:: Task details ::
Return exactly the lines of the records below, starting at the line that contains "Target: green lawn" and ending at the line that contains "[locate] two-story apartment", with both of those lines kept.
*** Given records ***
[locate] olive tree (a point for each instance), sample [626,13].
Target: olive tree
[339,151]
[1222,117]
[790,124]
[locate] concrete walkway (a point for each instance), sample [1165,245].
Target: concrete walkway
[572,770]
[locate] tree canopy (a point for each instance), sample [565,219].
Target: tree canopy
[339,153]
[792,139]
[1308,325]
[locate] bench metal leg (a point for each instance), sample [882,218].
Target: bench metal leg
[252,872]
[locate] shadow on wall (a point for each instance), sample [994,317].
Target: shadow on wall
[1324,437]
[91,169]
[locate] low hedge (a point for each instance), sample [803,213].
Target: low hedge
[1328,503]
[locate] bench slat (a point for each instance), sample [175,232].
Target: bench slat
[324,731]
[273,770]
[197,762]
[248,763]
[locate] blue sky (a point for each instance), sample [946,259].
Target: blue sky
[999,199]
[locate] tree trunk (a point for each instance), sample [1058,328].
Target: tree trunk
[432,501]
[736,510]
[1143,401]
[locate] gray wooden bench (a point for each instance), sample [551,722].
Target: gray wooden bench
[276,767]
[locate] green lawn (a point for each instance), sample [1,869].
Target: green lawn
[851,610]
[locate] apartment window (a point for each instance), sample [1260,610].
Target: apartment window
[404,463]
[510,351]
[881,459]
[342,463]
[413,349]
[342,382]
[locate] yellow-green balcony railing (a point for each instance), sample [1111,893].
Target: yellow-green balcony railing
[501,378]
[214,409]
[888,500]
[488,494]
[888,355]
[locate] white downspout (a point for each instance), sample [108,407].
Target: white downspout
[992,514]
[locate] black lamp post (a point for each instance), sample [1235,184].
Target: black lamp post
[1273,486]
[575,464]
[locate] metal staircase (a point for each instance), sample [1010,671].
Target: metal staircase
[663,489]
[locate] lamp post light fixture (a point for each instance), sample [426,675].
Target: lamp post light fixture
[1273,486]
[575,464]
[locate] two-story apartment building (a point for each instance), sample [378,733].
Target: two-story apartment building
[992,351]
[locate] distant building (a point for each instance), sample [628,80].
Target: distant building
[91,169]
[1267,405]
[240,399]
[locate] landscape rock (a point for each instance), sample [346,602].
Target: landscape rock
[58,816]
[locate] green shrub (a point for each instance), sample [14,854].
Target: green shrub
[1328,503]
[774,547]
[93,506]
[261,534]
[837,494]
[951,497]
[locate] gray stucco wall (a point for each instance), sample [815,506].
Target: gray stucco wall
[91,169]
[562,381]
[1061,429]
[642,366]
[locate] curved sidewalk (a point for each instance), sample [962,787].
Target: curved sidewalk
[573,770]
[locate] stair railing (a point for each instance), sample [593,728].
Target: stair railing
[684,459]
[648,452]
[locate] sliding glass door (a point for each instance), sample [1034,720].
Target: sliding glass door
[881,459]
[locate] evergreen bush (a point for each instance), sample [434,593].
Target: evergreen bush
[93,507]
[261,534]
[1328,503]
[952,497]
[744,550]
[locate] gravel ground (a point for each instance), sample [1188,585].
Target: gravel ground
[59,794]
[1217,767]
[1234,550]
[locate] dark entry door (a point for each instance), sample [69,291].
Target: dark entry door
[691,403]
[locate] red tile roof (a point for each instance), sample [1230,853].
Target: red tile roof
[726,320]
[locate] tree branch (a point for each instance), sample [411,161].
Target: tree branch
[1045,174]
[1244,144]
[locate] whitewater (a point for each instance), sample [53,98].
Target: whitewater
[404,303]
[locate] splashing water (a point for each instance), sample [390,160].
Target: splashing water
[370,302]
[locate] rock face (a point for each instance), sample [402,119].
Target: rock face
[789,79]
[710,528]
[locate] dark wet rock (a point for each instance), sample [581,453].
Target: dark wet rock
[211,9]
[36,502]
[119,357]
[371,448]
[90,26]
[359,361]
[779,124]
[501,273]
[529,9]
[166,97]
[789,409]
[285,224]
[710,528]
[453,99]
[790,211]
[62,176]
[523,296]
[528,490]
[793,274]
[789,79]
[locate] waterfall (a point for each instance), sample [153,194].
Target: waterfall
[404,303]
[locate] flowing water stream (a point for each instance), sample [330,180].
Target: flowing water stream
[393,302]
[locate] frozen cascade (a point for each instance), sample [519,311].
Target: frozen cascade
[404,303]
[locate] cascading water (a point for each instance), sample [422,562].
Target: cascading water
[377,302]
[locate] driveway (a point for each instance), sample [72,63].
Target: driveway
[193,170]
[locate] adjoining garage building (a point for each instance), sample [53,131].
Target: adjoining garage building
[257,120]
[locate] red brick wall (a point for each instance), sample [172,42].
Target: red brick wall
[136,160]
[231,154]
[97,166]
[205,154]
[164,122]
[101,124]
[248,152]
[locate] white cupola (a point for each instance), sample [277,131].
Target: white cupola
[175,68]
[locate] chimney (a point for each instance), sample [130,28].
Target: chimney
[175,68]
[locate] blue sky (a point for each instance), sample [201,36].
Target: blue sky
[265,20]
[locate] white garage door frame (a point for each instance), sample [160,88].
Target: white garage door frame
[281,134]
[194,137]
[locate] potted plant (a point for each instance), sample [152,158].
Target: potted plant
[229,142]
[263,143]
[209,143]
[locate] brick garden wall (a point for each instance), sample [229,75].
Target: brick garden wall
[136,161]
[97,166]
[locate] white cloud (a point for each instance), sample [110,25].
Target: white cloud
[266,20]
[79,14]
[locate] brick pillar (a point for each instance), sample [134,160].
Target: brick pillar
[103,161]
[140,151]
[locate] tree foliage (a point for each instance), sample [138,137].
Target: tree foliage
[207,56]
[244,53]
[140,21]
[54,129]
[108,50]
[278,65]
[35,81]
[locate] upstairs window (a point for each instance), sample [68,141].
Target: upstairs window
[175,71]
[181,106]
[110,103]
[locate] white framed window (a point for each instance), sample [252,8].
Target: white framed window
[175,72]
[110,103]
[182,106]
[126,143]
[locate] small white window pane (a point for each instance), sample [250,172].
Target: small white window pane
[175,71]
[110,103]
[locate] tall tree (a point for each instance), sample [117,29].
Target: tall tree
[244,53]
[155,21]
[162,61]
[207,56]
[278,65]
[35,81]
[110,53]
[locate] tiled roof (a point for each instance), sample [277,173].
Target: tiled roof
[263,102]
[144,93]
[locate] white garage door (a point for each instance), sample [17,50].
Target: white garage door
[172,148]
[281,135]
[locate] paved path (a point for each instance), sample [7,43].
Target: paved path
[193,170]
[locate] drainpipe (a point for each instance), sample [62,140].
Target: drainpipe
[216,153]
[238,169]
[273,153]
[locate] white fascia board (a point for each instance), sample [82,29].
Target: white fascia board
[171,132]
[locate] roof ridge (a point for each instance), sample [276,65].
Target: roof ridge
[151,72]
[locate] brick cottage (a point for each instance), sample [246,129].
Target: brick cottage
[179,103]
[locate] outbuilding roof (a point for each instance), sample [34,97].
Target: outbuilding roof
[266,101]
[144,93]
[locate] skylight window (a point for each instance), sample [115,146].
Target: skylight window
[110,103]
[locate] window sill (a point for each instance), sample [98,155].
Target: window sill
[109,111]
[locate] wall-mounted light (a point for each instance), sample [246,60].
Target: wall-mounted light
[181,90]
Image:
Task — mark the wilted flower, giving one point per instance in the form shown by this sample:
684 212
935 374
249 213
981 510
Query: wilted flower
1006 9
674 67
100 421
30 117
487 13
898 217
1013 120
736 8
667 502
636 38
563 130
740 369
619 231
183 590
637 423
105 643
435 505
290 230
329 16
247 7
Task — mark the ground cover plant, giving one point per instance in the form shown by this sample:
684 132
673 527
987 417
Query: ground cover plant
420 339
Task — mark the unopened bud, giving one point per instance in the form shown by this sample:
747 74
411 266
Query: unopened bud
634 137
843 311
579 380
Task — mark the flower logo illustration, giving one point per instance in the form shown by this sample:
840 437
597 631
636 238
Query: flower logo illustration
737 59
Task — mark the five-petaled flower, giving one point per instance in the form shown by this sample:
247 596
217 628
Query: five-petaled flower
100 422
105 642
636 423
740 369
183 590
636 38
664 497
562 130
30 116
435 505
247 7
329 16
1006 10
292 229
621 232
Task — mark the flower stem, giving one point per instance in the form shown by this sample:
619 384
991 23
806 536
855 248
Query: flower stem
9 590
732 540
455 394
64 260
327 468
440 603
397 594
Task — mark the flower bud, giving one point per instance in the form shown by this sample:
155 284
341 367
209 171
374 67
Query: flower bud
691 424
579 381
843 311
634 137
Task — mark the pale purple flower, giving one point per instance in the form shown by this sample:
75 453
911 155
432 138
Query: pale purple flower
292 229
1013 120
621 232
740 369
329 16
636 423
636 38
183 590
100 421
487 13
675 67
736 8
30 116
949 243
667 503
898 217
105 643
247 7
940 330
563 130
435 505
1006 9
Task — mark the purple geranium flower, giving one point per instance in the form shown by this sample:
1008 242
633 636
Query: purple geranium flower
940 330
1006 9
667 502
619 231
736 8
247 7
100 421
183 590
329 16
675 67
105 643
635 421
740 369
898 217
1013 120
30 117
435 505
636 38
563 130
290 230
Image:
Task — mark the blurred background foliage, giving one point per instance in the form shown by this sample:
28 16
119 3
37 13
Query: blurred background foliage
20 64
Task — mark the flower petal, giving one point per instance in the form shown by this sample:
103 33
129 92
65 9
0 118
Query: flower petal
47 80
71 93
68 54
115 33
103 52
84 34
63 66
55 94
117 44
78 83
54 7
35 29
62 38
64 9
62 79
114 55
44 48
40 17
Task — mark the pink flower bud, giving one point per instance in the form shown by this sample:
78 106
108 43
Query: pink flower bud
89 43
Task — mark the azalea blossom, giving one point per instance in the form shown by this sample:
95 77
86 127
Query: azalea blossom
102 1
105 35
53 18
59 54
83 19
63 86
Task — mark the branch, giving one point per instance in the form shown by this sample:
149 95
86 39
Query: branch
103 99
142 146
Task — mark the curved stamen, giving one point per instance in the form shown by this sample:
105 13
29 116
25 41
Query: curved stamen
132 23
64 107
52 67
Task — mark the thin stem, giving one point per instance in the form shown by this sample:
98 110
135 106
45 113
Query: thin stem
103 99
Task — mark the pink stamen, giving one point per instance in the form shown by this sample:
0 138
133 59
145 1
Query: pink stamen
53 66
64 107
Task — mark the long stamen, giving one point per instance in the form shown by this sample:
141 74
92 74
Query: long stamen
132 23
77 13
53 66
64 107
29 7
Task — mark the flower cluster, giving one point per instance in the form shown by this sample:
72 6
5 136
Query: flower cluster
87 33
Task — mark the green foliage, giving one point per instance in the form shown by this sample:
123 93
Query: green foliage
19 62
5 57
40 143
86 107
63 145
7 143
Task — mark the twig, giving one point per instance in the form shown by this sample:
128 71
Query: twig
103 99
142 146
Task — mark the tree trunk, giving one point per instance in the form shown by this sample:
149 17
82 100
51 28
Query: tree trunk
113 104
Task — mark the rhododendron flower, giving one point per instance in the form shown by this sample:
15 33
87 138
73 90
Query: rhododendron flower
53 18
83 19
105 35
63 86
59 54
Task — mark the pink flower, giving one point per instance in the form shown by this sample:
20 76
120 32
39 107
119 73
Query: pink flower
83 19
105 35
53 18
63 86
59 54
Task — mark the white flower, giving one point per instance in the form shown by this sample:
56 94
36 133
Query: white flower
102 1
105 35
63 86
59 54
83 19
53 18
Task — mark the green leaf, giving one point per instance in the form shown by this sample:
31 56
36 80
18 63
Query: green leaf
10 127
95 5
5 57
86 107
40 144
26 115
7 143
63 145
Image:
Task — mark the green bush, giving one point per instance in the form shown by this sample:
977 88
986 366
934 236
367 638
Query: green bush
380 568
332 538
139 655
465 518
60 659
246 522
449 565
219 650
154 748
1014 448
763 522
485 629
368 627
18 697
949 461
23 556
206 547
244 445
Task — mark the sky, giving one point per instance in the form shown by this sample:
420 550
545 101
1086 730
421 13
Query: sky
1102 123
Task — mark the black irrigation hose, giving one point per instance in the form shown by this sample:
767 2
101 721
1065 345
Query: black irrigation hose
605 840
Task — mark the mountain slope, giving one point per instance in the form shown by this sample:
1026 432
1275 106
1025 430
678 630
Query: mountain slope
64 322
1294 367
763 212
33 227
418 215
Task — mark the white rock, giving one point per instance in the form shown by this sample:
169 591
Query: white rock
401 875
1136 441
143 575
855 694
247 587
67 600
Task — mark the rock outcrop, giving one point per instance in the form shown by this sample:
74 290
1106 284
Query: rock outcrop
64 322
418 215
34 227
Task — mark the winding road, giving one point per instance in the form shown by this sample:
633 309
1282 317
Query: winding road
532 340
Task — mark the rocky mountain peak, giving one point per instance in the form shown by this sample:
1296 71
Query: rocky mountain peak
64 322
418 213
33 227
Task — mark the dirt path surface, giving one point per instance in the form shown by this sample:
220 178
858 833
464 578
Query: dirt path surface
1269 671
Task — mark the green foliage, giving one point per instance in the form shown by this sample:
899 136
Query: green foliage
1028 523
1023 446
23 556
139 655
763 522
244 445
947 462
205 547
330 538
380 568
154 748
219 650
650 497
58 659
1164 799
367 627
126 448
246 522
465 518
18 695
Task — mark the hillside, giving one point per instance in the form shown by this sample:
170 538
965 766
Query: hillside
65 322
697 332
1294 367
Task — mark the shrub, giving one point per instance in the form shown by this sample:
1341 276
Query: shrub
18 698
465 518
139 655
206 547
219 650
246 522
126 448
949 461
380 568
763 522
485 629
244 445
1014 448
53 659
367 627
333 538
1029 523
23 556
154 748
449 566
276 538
*** End of Given records ***
:: Solution for this task ::
Target: green lawn
[851,610]
[locate] apartment window (a point for each instance), sample [1260,610].
Target: apartment window
[404,463]
[510,351]
[881,459]
[342,463]
[413,349]
[342,382]
[locate] yellow-green balcony railing (a point for each instance), sample [1111,893].
Target: yellow-green balcony railing
[501,378]
[214,409]
[888,500]
[488,494]
[888,355]
[locate] white downspout (a point for each instance), sample [108,407].
Target: white downspout
[992,514]
[locate] black lamp post (a point for each instance), sample [1235,184].
Target: black lamp post
[1273,486]
[575,464]
[locate] metal staircase (a point for each instance), sample [1010,671].
Target: metal staircase
[663,489]
[locate] lamp post light fixture (a point for each instance), sample [426,675].
Target: lamp post light fixture
[1273,486]
[575,464]
[locate] two-story apartment building (a point for each instance), sample [378,733].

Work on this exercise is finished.